> Questions to answer
1 – Decide whether each statement agrees with the Guantánamo passage, answering yes or no and quoting the exact words of the passage that settle it.
(a) A Defense official said the Pentagon was considering a change to its hunger strike strategy.
(b) Some captives drink the nutritional supplement instead of undergoing the tube treatment.
(c) The letter from Durbin and Feinstein blamed the troops at Guantánamo.
2 – Using the Guantánamo passage, answer these short questions:
(a) How many detainees were on hunger strike as of Wednesday?
(b) Who received Feinstein's letter last month?
(c) When are the forced feedings being carried out during Ramadan?
3 – Put this sentence from the Guantánamo passage into Spanish: "Wednesday’s letter from Durbin and Feinstein didn’t fault the troops at Guantánamo but U.S. policy that left captives in long-term legal limbo."

> Passage
--- START ---

This is done up to twice a day, for up to two hours each time, to pump a can of Ensure into the captive’s stomach.
As of Wednesday, the military said, 106 detainees were on hunger strike — and 45 of the captives were designated for the feedings. Not all get the tube treatment each time, said Navy Capt. Robert Durand, because rather than undergo it some captives drink the nutritional supplement.
The senators letter asked Obama “to direct the Department of Defense to stop conducting such large-scale force-feedings and, where force-feeding is medically necessary to save a detainee’s life, to observe the protections required at U.S. Bureau of Prisons facilities. It is our understanding that the U.S. federal prison guidelines for force-feedings include several safeguards and oversight mechanisms that are not in place at Guantánamo Bay.”
A Defense official said Wednesday, there was currently no Pentagon consideration of changing Guantánamo’s hunger strike management strategy. “Until we are ordered to do so, there is no discussion on revisiting the policy,” said a Defense official who spoke on condition of anonymity because they are not authorized to discuss policy.
Last month, Feinstein challenged the policy in a letter to Secretary of Defense Chuck Hagel. “Hunger strikes are a long known form of non-violent protest aimed at bringing attention to a cause,” she said, “rather than an attempt at suicide.”
Wednesday’s letter from Durbin and Feinstein didn’t fault the troops at Guantánamo but U.S. policy that left captives in long-term legal limbo.
U.S. forces in Cuba “are doing an excellent job under difficult circumstances,” they wrote. But, “they are being asked to carry out an unsustainable policy of indefinite detention because Congress and the Executive Branch have failed to resolve this problem.”
At the prison, Army Lt. Col. Samuel House, a spokesman, said the combined guard and medical force had managed to carry out all forced feedings overnight after sunset and before dawn because it’s Ramadan, when Muslims shun food and drink during daylight hours for a month of prayer and reflection.

--- END ---

> Source information
--- START ---

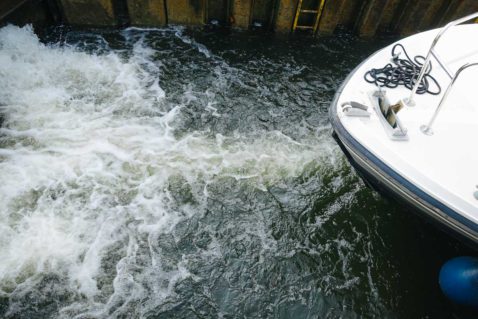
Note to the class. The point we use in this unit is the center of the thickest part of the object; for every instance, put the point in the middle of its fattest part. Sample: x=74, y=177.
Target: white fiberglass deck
x=445, y=164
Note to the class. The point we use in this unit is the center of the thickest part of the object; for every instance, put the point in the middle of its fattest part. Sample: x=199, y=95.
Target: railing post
x=410, y=101
x=427, y=129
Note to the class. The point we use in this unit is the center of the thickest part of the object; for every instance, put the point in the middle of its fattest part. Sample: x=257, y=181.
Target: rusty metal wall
x=367, y=18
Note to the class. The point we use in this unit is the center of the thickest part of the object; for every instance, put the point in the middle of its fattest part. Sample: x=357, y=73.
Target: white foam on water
x=86, y=159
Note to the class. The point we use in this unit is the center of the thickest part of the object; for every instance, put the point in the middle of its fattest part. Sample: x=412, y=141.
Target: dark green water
x=180, y=173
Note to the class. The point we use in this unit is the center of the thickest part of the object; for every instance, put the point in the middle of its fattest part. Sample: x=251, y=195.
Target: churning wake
x=143, y=175
x=101, y=179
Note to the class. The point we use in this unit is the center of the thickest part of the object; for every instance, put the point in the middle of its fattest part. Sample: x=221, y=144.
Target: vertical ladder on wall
x=300, y=11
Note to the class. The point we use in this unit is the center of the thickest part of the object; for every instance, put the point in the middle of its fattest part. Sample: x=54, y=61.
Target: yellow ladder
x=317, y=13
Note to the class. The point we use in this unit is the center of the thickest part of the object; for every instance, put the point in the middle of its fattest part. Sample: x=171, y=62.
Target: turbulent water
x=171, y=173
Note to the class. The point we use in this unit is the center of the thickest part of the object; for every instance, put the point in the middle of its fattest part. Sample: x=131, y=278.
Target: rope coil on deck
x=403, y=72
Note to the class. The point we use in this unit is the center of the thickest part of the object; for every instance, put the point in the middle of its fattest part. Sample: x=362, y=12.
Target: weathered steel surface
x=241, y=11
x=8, y=6
x=367, y=17
x=189, y=12
x=331, y=16
x=89, y=12
x=218, y=10
x=285, y=15
x=147, y=12
x=370, y=18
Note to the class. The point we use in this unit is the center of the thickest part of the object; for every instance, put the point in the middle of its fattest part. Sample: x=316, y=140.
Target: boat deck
x=445, y=164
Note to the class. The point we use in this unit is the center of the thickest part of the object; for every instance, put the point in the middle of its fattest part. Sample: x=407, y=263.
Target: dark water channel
x=179, y=173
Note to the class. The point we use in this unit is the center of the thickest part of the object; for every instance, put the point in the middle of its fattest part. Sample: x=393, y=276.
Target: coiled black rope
x=404, y=72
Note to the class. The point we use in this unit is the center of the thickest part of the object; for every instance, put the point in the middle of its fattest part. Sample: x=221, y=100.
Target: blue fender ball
x=459, y=281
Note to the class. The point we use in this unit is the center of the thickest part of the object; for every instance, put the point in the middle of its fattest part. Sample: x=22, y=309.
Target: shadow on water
x=215, y=191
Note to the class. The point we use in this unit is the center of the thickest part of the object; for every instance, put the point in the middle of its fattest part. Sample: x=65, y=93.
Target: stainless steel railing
x=427, y=129
x=410, y=101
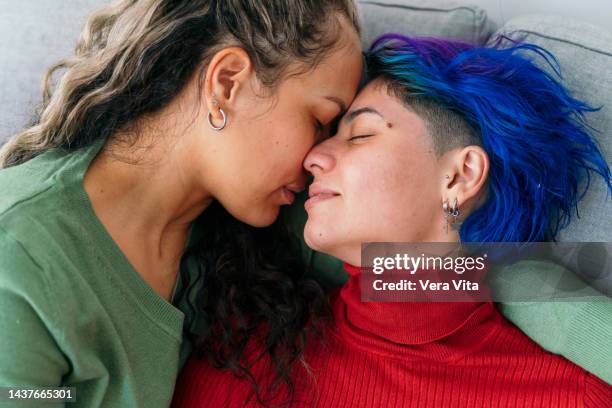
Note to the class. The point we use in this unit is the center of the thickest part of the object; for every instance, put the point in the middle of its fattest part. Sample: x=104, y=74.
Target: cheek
x=392, y=200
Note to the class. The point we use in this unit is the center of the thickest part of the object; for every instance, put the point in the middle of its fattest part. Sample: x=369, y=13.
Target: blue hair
x=534, y=132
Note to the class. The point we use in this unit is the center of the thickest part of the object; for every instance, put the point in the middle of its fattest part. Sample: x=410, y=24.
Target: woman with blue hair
x=447, y=143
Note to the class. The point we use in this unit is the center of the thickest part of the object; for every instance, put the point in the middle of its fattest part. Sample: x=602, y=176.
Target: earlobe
x=465, y=174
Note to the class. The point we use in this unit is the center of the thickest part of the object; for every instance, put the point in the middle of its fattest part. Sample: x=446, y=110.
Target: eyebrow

--- END ---

> Answers for the exercise
1 –
(a) No: "there was currently no Pentagon consideration of changing Guantánamo’s hunger strike management strategy"
(b) Yes: "rather than undergo it some captives drink the nutritional supplement"
(c) No: "didn’t fault the troops at Guantánamo but U.S. policy that left captives in long-term legal limbo"

2 –
(a) 106
(b) Secretary of Defense Chuck Hagel
(c) Overnight, after sunset and before dawn

3 – La carta del miércoles de Durbin y Feinstein no culpaba a las tropas de Guantánamo, sino a la política estadounidense que dejó a los cautivos en un limbo legal prolongado.